--- START Dataset excerpts ---

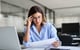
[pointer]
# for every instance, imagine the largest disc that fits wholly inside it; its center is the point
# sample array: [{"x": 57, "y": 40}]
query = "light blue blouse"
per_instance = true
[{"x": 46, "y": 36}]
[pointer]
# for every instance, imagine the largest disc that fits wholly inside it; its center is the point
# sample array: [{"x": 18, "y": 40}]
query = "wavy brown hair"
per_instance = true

--- END Dataset excerpts ---
--- START Dataset excerpts ---

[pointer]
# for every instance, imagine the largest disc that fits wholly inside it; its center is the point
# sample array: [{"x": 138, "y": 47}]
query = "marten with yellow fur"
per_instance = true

--- END Dataset excerpts ---

**Short task**
Gather every line in the items above that contains the string "query", and copy each of those lines in full.

**Response for this exercise**
query = "light blue blouse"
query = "wavy brown hair"
query = "marten with yellow fur"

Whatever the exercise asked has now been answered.